Assigned task
The lines below starting at the line containing "An instance of the wide" and ending at the line containing "An instance of the wooden" are to be repeated exactly, with both ends kept and nothing else added.

Supplied records
== Segment start ==
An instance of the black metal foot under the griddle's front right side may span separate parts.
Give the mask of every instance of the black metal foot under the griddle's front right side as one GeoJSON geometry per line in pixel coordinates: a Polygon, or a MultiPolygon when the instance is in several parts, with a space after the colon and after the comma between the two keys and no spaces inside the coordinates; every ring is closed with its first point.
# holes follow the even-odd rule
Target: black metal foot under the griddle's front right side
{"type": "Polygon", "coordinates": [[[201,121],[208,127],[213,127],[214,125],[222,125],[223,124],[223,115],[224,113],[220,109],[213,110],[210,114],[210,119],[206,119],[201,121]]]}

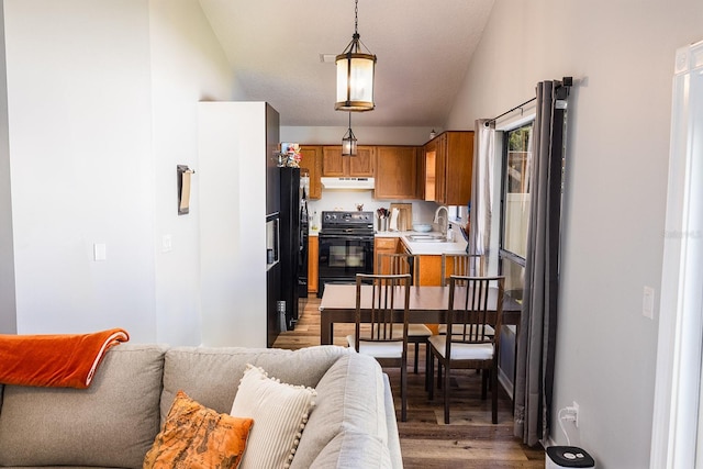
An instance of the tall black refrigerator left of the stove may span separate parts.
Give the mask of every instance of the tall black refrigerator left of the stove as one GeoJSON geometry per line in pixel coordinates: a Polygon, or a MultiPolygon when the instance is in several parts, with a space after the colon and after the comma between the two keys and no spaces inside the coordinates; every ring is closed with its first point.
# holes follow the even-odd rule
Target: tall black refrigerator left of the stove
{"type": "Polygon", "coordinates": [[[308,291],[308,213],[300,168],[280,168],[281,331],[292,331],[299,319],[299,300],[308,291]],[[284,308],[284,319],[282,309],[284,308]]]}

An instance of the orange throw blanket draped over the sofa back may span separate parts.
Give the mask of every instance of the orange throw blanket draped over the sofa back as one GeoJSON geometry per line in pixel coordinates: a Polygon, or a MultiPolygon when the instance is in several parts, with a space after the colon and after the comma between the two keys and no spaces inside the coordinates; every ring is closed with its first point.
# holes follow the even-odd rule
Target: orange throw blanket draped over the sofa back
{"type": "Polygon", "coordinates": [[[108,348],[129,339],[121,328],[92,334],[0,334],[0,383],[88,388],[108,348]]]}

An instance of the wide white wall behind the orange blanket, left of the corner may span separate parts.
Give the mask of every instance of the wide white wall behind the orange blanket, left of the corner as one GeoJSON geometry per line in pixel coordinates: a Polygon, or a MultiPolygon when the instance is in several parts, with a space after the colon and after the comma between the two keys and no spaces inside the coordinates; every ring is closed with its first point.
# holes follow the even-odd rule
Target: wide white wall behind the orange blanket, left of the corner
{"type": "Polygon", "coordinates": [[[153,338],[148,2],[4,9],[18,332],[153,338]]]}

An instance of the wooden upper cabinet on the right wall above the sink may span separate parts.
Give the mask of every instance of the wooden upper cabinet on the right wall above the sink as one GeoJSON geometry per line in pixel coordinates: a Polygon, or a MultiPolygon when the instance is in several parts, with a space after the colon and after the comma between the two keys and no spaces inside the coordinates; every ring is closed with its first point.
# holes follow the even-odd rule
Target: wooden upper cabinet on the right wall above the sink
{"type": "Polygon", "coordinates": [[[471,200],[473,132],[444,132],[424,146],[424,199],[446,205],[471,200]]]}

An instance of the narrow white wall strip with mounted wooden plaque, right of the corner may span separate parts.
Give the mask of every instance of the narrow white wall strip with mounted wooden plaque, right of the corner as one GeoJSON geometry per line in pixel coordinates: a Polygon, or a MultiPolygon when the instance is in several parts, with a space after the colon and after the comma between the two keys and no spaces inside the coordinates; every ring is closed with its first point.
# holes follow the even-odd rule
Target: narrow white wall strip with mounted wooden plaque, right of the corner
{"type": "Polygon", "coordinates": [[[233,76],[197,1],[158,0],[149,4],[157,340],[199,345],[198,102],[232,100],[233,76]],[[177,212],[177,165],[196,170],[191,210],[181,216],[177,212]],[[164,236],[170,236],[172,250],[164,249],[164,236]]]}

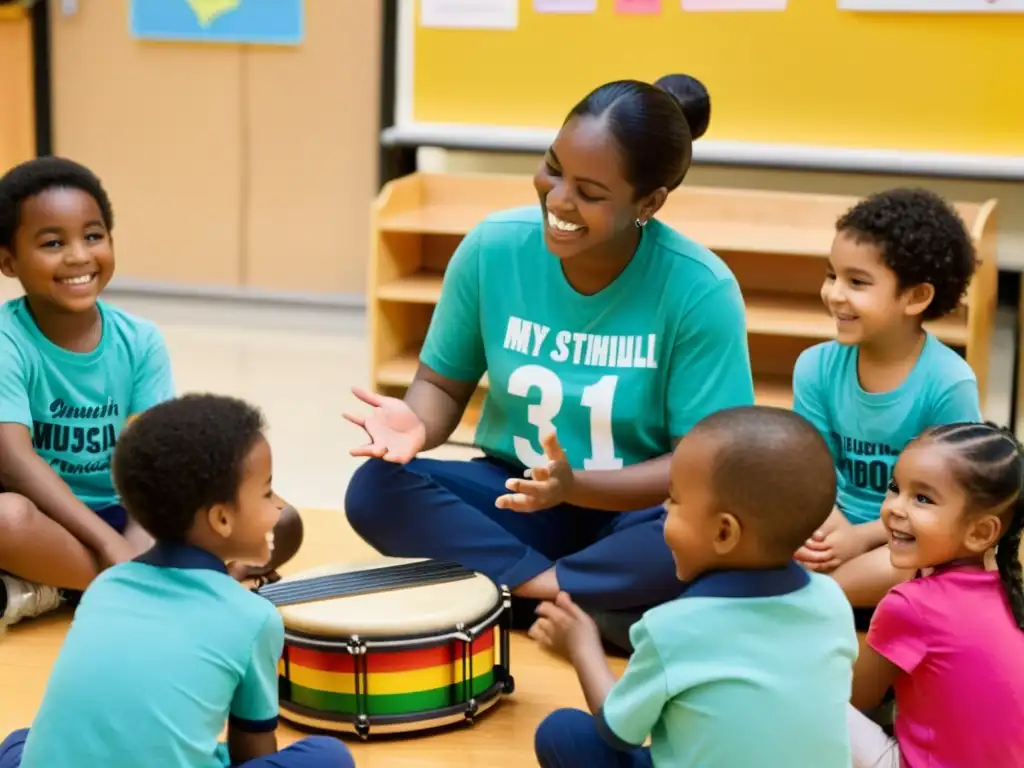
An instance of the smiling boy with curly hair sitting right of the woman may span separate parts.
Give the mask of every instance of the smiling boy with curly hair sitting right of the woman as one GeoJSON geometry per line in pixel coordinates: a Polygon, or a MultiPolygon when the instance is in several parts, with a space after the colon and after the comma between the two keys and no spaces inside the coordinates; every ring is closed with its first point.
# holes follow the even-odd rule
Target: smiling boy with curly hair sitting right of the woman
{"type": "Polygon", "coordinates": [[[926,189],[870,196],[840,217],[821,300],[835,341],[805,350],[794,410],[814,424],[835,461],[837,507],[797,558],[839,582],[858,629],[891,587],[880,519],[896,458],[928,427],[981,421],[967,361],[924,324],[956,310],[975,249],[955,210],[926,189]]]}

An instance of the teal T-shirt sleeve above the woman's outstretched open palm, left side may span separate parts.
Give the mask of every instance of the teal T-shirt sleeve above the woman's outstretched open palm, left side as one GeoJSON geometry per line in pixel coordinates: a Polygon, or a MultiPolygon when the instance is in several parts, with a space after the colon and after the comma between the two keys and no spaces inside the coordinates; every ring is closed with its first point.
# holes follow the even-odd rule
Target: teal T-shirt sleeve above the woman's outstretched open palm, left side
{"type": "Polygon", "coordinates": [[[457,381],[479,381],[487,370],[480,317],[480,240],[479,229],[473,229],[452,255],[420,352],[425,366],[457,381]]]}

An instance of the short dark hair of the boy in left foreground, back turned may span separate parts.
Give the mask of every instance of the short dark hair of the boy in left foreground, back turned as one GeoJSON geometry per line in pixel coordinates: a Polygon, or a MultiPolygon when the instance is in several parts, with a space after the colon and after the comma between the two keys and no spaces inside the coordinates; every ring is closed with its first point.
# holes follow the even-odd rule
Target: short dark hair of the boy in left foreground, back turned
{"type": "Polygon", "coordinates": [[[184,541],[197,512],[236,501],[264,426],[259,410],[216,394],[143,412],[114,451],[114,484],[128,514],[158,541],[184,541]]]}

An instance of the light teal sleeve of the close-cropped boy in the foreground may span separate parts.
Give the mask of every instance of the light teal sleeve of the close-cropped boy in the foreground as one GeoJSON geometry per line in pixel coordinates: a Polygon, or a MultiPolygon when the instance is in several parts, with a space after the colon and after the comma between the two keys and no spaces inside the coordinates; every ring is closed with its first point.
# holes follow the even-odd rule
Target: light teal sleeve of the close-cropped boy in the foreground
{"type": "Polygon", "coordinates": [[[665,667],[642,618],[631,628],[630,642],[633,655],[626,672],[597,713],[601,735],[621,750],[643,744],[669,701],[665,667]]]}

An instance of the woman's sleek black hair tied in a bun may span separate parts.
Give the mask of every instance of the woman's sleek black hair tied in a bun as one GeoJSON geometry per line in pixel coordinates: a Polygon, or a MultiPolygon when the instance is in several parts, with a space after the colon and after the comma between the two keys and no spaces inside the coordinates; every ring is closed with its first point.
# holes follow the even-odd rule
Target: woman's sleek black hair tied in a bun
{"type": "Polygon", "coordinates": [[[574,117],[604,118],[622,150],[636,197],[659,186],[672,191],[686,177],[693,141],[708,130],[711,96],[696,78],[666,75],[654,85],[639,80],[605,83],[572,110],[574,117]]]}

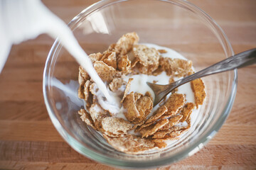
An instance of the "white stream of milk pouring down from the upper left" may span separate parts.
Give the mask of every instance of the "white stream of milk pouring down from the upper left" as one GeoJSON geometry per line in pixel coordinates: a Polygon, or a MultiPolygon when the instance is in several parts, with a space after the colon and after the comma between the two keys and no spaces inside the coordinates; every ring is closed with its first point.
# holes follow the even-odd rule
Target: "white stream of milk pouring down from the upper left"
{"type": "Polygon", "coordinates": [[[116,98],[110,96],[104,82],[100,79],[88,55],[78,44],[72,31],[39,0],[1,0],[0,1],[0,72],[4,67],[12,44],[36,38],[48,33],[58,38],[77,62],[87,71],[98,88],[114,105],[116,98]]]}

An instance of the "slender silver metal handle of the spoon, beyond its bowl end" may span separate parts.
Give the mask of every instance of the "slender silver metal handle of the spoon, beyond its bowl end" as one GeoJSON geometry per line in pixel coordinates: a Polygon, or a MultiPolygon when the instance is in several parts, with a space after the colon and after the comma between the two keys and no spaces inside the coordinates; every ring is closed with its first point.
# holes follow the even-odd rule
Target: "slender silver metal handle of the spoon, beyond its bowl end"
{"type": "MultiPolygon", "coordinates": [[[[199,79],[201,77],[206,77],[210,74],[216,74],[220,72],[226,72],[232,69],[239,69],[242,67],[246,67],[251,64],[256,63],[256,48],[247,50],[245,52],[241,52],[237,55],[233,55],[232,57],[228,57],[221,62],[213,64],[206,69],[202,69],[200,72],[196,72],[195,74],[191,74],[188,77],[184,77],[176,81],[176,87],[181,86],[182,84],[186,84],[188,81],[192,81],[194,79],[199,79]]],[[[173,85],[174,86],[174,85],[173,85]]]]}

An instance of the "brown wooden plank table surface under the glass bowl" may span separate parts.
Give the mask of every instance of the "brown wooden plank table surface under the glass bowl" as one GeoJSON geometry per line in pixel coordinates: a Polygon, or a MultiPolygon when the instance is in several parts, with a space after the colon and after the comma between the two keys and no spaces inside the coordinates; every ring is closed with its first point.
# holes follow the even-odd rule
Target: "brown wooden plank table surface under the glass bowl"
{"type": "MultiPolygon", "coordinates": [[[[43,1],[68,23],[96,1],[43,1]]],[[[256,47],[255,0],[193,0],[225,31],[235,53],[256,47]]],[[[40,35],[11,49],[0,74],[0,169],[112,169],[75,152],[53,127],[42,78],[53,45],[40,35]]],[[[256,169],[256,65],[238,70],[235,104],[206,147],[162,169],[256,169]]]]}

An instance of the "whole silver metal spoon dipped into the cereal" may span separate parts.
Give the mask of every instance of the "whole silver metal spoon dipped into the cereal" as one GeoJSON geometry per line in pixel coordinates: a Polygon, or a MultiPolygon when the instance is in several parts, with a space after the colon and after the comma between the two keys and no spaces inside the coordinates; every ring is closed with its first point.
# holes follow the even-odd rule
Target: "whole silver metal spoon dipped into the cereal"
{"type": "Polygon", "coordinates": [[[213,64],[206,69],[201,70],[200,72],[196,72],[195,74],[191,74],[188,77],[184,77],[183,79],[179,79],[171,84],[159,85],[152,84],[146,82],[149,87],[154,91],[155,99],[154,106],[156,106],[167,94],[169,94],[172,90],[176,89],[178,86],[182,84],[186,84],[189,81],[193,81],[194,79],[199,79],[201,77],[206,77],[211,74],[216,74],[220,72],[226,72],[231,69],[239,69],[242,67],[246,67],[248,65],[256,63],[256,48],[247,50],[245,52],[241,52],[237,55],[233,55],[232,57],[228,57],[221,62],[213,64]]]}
== Segment end ==
Answer
An instance of the wide white wall behind the orange blanket, left of the corner may span separate parts.
Give the mask of every instance of the wide white wall behind the orange blanket, left of the corner as one GeoJSON geometry per line in pixel coordinates: a Polygon, or a MultiPolygon when the instance is in several parts, with a space after the colon and after the comma between the two keys and no spaces inside the coordinates; every ring is closed with its first point.
# holes follow the even-odd rule
Target: wide white wall behind the orange blanket, left of the corner
{"type": "Polygon", "coordinates": [[[153,338],[148,2],[4,9],[18,332],[153,338]]]}

An instance of the wooden upper cabinet on the right wall above the sink may span separate parts.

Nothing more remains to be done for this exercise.